SHORT PROBLEM: Copy every one of the entries that follow word for word, keeping each line unchanged.

DATA FOR THIS EXERCISE:
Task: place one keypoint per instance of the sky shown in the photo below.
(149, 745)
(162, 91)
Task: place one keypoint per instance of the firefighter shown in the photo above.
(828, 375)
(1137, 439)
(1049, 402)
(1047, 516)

EXERCISE RESPONSE:
Task: place one keypoint per instance of the sky shown in the photo below.
(149, 745)
(162, 91)
Task: place one keypoint per instance of the firefighter shown in the photo above.
(828, 375)
(1137, 439)
(1049, 402)
(1047, 516)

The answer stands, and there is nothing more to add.